# What the task requires
Taking the records below, count the lines in which "sock" appears and supply only the count.
### Data for analysis
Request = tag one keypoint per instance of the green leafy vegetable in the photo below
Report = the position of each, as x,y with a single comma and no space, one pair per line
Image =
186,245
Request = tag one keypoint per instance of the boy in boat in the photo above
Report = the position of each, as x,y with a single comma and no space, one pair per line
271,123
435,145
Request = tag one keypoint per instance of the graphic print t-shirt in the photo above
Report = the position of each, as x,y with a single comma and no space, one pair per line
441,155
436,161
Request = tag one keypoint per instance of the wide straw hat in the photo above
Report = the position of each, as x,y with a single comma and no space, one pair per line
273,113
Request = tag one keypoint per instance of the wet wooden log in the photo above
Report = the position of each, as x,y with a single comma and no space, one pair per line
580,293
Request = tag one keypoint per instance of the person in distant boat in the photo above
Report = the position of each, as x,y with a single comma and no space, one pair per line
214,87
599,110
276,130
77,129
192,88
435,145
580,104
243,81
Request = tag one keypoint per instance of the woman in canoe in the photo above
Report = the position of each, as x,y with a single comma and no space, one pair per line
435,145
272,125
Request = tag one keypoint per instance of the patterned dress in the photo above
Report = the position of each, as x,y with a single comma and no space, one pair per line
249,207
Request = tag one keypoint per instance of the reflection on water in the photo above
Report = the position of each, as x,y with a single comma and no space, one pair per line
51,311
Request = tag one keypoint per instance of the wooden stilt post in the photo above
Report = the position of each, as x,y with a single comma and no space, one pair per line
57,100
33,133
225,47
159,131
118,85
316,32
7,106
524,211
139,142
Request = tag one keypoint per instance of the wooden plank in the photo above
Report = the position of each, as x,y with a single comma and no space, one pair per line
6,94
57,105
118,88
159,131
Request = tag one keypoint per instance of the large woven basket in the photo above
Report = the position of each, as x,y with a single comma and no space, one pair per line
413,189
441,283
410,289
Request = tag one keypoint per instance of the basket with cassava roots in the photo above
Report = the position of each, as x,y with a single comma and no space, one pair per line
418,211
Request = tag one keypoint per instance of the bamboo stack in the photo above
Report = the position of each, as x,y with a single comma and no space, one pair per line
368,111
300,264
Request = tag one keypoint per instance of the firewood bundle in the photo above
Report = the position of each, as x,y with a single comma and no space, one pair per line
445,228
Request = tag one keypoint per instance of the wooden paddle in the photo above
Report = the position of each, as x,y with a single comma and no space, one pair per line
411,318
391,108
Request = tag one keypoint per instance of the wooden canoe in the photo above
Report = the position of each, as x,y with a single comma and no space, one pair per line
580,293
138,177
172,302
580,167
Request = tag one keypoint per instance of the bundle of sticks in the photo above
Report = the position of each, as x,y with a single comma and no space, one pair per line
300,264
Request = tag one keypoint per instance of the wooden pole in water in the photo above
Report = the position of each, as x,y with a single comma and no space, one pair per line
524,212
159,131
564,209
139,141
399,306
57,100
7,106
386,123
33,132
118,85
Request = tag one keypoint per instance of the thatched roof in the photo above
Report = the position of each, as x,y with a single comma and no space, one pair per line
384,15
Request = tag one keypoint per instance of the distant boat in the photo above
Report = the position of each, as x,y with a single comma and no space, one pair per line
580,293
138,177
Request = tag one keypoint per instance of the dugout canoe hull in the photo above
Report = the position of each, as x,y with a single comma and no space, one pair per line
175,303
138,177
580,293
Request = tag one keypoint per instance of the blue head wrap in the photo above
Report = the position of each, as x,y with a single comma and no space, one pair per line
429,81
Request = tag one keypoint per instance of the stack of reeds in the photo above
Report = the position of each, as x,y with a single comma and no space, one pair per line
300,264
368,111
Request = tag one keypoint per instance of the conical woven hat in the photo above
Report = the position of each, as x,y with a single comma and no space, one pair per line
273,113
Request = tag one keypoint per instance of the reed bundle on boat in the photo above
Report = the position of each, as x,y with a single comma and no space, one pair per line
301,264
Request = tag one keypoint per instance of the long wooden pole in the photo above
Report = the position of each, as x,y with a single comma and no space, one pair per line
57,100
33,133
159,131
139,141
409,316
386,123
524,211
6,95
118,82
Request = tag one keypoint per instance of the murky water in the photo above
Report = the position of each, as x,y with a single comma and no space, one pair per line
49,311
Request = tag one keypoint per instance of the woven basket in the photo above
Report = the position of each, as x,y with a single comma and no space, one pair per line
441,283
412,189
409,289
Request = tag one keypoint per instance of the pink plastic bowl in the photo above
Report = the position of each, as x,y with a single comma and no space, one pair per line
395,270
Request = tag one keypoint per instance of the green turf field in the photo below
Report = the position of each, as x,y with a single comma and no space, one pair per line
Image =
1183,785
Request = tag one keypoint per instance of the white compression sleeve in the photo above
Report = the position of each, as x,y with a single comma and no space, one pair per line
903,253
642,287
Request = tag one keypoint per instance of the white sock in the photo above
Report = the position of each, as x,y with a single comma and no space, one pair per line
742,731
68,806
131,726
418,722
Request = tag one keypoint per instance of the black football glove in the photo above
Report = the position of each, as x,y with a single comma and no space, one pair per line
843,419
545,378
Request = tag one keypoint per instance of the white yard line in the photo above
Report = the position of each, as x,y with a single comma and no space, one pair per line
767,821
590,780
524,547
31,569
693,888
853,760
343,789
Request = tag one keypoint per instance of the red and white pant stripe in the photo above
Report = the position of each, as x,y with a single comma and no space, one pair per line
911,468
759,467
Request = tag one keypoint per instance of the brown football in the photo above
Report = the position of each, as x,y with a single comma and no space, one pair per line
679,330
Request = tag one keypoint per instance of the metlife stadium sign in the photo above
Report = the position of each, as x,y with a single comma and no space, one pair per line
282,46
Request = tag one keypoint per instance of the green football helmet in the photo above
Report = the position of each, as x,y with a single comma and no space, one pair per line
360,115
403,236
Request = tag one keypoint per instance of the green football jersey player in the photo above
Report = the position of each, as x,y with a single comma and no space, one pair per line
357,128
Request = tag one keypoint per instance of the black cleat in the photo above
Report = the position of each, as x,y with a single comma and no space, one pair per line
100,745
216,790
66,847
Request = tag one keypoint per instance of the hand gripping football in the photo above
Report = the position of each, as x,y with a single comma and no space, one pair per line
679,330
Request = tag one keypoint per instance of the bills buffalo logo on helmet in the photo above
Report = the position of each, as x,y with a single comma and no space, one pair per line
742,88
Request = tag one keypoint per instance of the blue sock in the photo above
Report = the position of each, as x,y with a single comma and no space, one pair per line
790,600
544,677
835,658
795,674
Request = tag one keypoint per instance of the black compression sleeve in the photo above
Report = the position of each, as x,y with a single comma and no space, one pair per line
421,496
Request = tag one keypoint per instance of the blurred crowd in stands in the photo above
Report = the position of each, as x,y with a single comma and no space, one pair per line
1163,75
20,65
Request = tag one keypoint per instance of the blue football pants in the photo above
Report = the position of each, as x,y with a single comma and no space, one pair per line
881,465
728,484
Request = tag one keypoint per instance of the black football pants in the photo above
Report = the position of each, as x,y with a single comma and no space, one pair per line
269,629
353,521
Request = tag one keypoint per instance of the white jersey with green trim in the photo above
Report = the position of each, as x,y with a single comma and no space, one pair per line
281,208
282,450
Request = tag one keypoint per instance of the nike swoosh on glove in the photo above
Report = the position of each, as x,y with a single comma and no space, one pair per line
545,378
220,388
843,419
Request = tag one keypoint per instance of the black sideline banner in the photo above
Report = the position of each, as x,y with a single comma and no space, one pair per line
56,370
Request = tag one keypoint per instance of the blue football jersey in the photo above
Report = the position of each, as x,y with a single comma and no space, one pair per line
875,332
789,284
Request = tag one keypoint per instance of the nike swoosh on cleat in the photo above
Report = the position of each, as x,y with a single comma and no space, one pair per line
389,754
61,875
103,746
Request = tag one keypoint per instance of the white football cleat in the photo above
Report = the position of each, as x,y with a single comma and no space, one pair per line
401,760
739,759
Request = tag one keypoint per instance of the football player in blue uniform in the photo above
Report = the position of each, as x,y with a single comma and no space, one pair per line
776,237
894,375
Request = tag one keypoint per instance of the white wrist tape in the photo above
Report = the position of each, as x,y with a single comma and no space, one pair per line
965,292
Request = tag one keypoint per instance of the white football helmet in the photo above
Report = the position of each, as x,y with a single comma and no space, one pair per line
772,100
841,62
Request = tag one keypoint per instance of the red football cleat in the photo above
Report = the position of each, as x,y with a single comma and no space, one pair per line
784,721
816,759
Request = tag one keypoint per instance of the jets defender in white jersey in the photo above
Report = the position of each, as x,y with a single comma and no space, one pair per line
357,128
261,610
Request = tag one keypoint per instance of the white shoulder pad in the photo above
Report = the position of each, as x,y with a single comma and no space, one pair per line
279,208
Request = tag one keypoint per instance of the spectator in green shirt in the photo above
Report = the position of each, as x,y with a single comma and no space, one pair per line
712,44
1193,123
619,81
######
# Problem solution
2